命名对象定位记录
^^^^^^^^^^^^^^^^
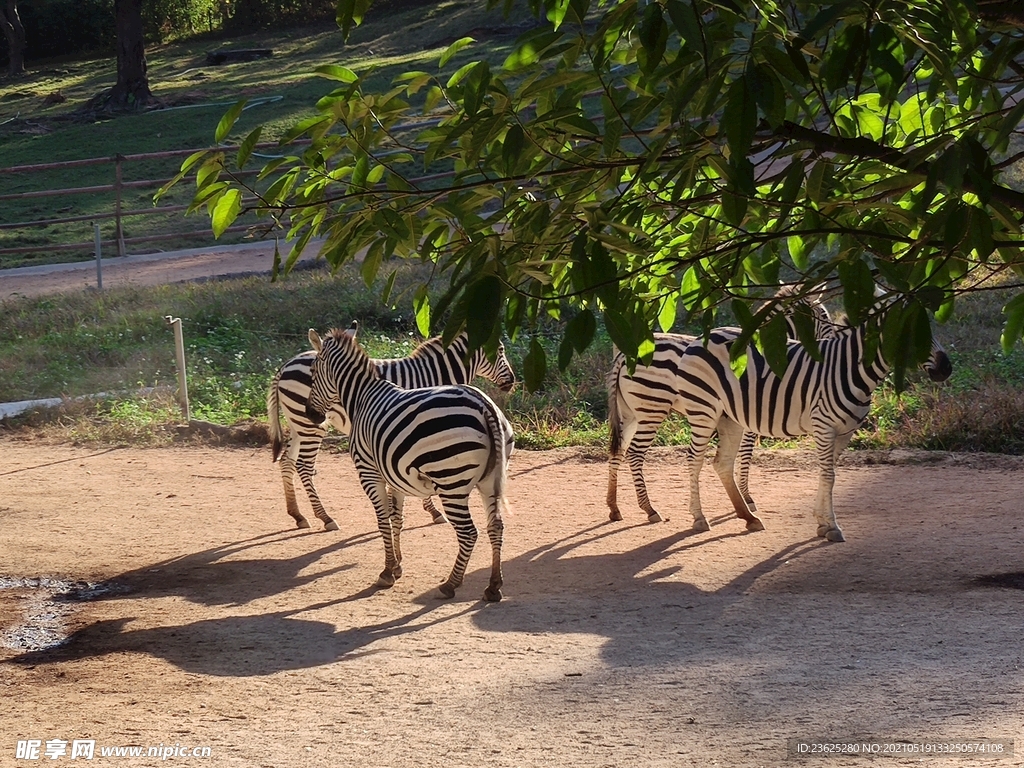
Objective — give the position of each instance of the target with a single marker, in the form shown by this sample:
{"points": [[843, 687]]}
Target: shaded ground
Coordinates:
{"points": [[617, 644]]}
^^^^^^^^^^^^^^^^
-- 练习目标 --
请把以上所有行一字不差地抄写出来，答案中不要包含图片。

-- 本题答案 --
Objective — give the position of each instance of the target with a single marker, in the form shown by this sample:
{"points": [[843, 687]]}
Target: shaded ground
Coordinates:
{"points": [[617, 644]]}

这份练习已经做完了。